Point-per-instance localization data:

::::::::::

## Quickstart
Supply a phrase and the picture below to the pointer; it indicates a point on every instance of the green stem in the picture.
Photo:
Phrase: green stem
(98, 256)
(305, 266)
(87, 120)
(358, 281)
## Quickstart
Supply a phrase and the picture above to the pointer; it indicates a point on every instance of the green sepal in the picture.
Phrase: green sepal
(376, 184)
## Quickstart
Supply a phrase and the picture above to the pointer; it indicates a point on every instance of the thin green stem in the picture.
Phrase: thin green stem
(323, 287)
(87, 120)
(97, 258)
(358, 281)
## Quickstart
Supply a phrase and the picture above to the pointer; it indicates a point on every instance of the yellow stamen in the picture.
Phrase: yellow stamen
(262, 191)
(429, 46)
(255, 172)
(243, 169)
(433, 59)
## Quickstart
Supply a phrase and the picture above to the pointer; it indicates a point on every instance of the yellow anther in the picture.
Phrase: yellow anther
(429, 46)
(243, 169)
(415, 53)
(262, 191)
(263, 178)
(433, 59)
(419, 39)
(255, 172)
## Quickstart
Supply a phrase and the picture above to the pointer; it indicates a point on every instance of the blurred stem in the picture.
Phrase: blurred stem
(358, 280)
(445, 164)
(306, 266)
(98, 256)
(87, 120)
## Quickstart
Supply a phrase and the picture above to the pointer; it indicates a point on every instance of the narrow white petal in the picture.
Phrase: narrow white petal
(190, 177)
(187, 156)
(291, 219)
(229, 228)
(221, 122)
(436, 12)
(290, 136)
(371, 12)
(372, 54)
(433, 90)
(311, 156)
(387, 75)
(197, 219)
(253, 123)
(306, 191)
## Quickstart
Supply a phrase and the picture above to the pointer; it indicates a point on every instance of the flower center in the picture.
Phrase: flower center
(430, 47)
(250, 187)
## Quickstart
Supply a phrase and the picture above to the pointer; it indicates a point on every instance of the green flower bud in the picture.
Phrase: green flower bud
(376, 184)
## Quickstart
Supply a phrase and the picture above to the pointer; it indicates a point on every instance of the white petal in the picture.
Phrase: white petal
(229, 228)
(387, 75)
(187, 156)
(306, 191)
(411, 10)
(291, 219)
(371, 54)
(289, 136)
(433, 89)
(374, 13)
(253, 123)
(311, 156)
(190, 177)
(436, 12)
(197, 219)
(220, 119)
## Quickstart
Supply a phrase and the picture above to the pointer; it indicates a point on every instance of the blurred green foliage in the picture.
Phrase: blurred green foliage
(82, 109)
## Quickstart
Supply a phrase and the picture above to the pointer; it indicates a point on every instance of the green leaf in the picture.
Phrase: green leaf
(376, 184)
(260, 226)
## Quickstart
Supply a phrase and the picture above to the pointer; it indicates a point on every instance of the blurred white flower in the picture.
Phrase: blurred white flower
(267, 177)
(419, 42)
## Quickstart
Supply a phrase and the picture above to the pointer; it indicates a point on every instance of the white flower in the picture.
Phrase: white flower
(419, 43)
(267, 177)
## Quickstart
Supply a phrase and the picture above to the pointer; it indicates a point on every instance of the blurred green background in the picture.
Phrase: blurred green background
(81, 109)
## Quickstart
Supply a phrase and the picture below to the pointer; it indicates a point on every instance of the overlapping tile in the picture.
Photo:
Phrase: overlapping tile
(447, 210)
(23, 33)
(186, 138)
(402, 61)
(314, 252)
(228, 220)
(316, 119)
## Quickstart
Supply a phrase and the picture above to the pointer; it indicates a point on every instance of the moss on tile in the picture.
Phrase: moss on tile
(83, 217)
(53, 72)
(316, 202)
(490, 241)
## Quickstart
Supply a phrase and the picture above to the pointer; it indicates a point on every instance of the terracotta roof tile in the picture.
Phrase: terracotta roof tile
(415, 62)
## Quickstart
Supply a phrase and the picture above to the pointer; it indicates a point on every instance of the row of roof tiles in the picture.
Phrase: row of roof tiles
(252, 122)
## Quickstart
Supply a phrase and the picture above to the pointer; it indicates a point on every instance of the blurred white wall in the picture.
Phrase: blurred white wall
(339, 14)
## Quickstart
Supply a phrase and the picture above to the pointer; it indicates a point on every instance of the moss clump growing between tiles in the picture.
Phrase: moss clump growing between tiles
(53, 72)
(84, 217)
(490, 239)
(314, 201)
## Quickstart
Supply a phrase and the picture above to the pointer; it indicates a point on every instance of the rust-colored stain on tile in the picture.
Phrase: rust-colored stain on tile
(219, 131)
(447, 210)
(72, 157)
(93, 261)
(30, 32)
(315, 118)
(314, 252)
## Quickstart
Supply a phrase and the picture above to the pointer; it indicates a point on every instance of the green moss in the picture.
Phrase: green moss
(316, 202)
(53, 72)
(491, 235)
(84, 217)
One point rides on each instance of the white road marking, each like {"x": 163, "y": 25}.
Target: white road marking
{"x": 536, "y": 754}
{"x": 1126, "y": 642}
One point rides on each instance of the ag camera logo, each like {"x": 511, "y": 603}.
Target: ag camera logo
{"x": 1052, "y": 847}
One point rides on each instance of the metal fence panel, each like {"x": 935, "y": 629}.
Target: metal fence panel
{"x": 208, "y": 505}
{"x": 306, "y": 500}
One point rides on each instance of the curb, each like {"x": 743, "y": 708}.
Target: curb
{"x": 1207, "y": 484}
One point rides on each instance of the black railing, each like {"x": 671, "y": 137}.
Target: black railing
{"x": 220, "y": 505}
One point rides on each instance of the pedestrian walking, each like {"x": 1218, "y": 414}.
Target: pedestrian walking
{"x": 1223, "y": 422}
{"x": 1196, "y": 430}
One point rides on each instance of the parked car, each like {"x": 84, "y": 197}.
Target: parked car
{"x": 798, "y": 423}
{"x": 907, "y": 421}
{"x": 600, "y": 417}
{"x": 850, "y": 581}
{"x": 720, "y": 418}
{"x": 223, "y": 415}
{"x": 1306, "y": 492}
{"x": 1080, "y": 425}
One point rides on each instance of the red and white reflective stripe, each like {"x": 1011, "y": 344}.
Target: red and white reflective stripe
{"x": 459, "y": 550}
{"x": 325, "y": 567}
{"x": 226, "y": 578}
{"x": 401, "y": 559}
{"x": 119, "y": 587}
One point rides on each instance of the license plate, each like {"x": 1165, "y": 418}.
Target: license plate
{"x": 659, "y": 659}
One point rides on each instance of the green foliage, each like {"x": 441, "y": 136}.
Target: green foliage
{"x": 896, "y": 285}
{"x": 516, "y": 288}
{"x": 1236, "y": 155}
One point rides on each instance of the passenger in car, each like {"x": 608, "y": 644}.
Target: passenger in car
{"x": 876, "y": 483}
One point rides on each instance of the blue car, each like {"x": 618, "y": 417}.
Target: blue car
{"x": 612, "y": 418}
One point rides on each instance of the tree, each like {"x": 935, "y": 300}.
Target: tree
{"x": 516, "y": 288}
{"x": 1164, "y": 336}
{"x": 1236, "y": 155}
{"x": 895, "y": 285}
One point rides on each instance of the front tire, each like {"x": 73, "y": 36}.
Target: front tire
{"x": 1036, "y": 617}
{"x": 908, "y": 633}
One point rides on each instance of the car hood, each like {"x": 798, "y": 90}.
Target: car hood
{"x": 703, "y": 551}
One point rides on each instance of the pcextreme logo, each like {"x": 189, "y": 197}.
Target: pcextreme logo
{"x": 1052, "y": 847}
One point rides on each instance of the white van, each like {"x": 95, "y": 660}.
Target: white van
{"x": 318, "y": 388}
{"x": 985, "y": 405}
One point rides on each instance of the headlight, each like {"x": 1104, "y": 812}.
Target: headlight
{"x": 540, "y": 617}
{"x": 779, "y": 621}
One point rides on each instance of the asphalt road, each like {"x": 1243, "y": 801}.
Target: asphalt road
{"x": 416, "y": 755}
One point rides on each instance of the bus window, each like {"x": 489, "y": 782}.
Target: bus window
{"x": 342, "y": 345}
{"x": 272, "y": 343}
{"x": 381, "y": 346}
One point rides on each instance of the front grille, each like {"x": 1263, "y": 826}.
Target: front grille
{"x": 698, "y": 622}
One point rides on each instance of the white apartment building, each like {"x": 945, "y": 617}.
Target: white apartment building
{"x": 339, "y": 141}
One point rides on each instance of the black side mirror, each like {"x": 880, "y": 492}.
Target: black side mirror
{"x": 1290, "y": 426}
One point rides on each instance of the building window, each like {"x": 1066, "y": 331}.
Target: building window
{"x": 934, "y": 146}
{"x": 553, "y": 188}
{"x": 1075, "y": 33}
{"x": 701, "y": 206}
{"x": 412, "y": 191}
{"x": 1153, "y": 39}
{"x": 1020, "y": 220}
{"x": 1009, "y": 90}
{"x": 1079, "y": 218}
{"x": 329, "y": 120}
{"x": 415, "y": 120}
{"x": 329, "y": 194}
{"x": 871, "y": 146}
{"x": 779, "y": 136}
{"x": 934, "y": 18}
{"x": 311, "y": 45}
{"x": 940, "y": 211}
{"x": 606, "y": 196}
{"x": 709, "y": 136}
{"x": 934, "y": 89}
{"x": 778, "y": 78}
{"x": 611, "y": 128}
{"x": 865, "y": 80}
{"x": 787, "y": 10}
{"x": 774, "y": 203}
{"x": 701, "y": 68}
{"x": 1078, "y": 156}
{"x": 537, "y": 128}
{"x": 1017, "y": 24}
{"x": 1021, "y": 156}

::::::::::

The problem: Isolate the lines above that contain the word "below" and copy them.

Completed exercise:
Supply a phrase and the picture below to the pointer; it indicates a point on every instance of the green stem in the picture.
Supply a phrase and the picture below to the pointer; it indicates a point on every instance of the overlapping tile in the picture.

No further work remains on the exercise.